#### [Reading passage]

That’s what I’ll call creativity! Let my smartphone, my tablet, my laptop wear them instead of me.

They say need drives inventions; right? So, one of the researchers at the University of California – Berkeley “on his way out from middle ages” must have forgotten his spectacles at home. Those to whom it happened would shudder at the memory:  You are about to deliver a lecture or make a presentation. But, try and see if you can the text you had so meticulously prepared. Or the pictures, tables, graphics etc. you had put on the Powerpoint. You can forget about the small script or captions. Consider yourself lucky if you can make out the pictures themselves.

Thankfully, however, researchers seem to have covered considerable distance at developing computer algorithms and vision-correcting displays to compensate for the distorting effects vision impairments. These technologies promise relief to hundreds of millions of people who cannot see text or images on their smartphones, tablets or computers with adequate sharpness without having to wear reading glasses or contact lenses. And consider those whose jobs rivet them to seats in front of computer screens but who cannot even wear contact lenses due to abnormally shaped corneas.

Brian Barsky, a professor of computer science, display technologies and optometry  at UC Berkeley, took on himself to go to the aid of such people.

Berkeley researchers joined forces with Gordon Wetzstein ve Ramesh Raskar of the Massachusetts Institute of Technology and developed a prototype vision-correcting display. The set-up is composed of a thin sheet punctured by microscopic “pinholes” squeezed between two transparent layers of plastic placed on the display of an iPod. The holes are 75 nanometers accross and spaced 390 nanometers.

#### [Supplied data]
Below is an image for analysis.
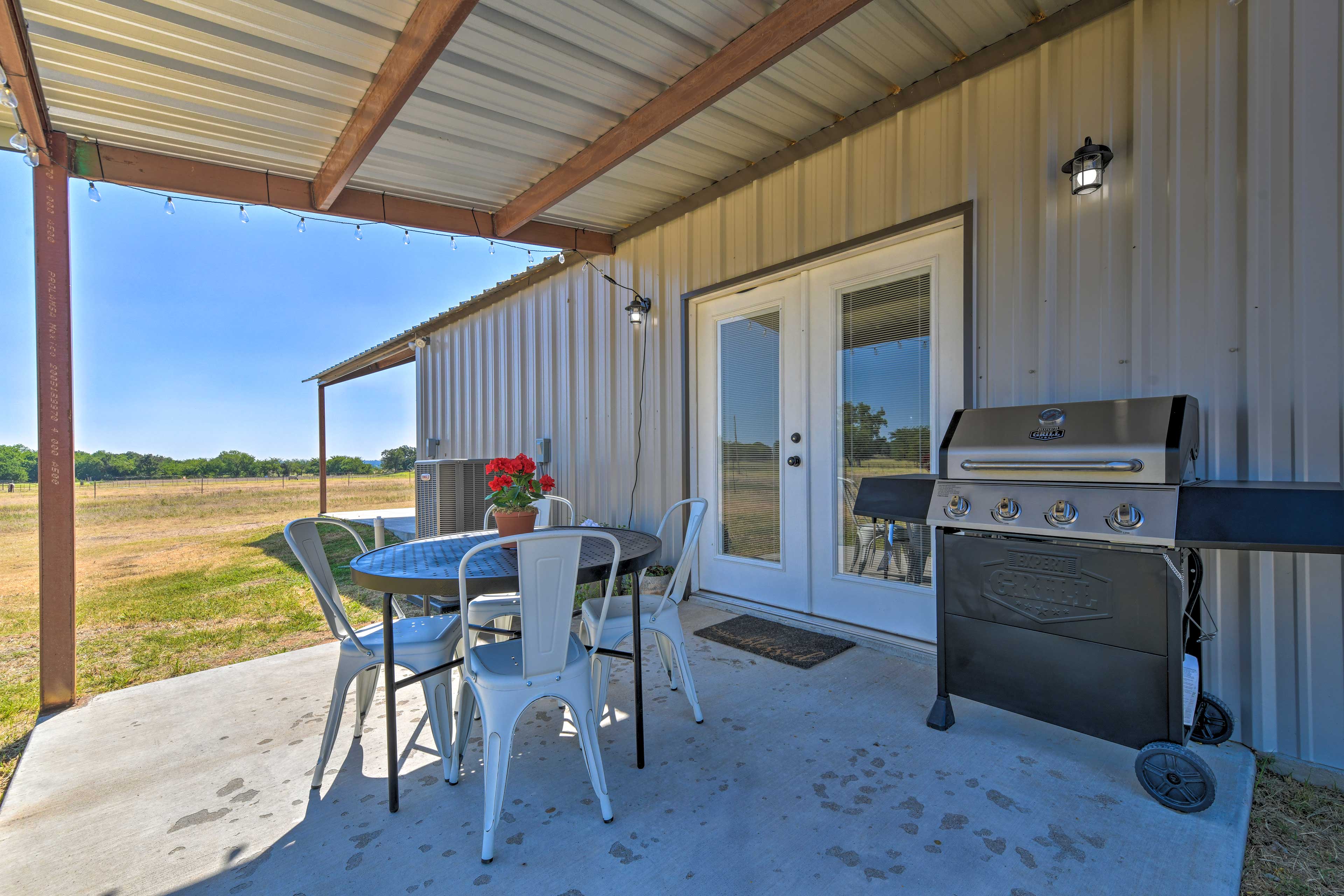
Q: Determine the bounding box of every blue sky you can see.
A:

#### [Exercise brief]
Transcribe the passage on vision-correcting displays word for word, beginning at the words that contain "That’s what I’ll" and stopping after "the pictures themselves.". You won't need the listing for this.

#### [Complete output]
That’s what I’ll call creativity! Let my smartphone, my tablet, my laptop wear them instead of me.

They say need drives inventions; right? So, one of the researchers at the University of California – Berkeley “on his way out from middle ages” must have forgotten his spectacles at home. Those to whom it happened would shudder at the memory:  You are about to deliver a lecture or make a presentation. But, try and see if you can the text you had so meticulously prepared. Or the pictures, tables, graphics etc. you had put on the Powerpoint. You can forget about the small script or captions. Consider yourself lucky if you can make out the pictures themselves.